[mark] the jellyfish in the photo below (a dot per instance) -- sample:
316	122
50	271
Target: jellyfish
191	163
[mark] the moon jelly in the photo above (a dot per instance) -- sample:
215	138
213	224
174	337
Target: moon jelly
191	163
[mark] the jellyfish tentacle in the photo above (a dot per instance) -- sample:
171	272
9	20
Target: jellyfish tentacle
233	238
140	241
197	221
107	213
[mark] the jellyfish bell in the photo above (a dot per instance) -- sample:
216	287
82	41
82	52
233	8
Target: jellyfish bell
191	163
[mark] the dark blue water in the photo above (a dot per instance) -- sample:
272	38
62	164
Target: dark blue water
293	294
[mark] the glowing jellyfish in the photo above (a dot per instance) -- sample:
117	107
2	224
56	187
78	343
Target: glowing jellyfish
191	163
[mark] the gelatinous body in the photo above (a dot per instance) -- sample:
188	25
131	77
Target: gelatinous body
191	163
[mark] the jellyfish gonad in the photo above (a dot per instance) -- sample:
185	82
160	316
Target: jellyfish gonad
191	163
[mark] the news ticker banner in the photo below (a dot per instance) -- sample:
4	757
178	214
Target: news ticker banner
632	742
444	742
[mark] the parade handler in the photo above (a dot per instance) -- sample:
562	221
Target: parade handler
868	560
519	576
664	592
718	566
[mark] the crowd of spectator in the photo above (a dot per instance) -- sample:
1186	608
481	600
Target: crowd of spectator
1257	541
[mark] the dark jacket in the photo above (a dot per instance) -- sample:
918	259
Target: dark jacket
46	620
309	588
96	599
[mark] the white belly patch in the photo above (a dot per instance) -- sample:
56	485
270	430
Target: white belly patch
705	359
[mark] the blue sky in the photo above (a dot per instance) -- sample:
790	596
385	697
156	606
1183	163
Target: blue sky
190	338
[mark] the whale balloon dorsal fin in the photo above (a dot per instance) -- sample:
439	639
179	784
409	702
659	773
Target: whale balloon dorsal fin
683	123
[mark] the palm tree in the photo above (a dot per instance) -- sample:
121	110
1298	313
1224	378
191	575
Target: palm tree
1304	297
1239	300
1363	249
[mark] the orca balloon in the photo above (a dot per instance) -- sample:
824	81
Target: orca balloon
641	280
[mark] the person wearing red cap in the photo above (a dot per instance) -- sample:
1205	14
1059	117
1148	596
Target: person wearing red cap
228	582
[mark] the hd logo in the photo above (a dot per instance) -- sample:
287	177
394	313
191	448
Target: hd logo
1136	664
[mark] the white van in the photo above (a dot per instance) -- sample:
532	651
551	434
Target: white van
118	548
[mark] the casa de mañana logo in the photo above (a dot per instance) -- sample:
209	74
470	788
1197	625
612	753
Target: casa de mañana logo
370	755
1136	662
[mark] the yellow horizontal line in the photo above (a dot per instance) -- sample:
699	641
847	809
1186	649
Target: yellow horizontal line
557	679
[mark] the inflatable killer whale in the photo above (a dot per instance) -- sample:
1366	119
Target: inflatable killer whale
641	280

*What to produce*. Reproduce the full listing above, switching every instance of "white van" to "delivery van" and leaving everything else unchanged.

*Finished exercise*.
[mark] the jellyfish in the photo below (a dot per instance) -- sample:
316	122
50	271
Target: jellyfish
191	163
[mark] the moon jelly in the photo above (a dot per instance) -- sample:
215	138
213	224
174	337
Target: moon jelly
191	163
[mark] the jellyfish tentacle in the photo above (a dot per instance) -- sample:
171	272
9	20
Target: jellyfish tentacle
233	238
140	241
197	221
107	213
[mark] the jellyfish bell in the photo above (a dot per instance) -- sample:
216	287
82	41
82	52
233	8
Target: jellyfish bell
191	163
[mark] the dark blue water in the photo above (a dot per instance) -- sample:
272	38
62	164
Target: dark blue water
293	294
[mark] the glowing jellyfish in the photo above (a dot per instance) -- sample:
117	107
2	224
56	187
78	343
Target: glowing jellyfish
191	163
[mark] the gelatinous body in the photo above (a dot per instance) -- sample:
188	25
131	77
Target: gelatinous body
191	163
[mark] the jellyfish gonad in the photo above (a dot per instance) -- sample:
185	82
160	316
Target: jellyfish gonad
191	163
[mark] the news ticker banner in the photo below (a dot per instance) -- sample:
4	757
178	214
Target: news ticker banner
632	742
444	742
[mark] the parade handler in the photo above (a dot per instance) -- sample:
562	221
Target: parade handler
868	560
519	576
664	592
718	566
[mark] the crowd of spectator in the photo above (a dot per instance) -- sample:
1186	608
481	600
Target: crowd of spectator
1257	541
[mark] the dark jacket in the photo above (a dot per instance) -- sample:
918	259
Target: dark jacket
46	620
309	588
96	599
[mark] the white belly patch in the photo above (a dot per instance) -- sample:
56	485
270	430
Target: white belly patch
705	359
[mark] the blue sky in the photo above (a dot per instance) -- sample:
790	596
385	697
156	606
1183	163
Target: blue sky
190	338
[mark] the whale balloon dorsal fin in the photo above (a dot per instance) -- sample:
439	639
179	784
409	702
659	773
Target: whale balloon dorsal fin
683	123
[mark] the palm tree in the photo above (a dot per instance) -- sample:
121	110
1298	313
1224	378
191	575
Target: palm tree
1304	297
1239	300
1363	249
[mark] the orca balloon in the photo above (a dot per instance) -- sample:
824	81
Target: orca balloon
641	280
[mark] the person wearing red cap in the photo above (a dot per instance) -- sample:
1205	14
1059	117
1148	596
Target: person wearing red cap
228	582
[mark] the hd logo in the photo above (a dot per instance) -- sample:
287	177
394	313
191	448
Target: hd logo
1136	664
[mark] the delivery van in the photo above (a dot per instance) -- sample:
532	651
551	434
Target: delivery van
118	548
[mark] the casa de mañana logo in the photo above (a dot per instance) -- sample:
209	74
470	788
1197	625
612	753
Target: casa de mañana logo
370	755
1136	662
[mark] the yellow horizontal line in the photo above (a dot per instance) -- sample:
699	641
847	809
1186	649
Target: yellow horizontal line
557	679
[mark] the inflatable killer whale in the photo above (a dot per instance) -- sample:
1366	119
Target: inflatable killer whale
641	280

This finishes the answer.